» **EXERCISE REQUIREMENTS**
Every line of the material below should be repeated exactly.

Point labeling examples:
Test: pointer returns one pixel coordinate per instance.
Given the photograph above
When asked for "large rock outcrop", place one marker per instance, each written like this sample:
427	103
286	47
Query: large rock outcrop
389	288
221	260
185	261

» **RIGHT ANSWER**
Test: pointer returns one pixel coordinate per instance.
Given the photograph above
When asked for "large rock outcrop", place one marker per instance, each written like this sample:
427	103
286	47
Query: large rock outcrop
389	288
221	260
185	261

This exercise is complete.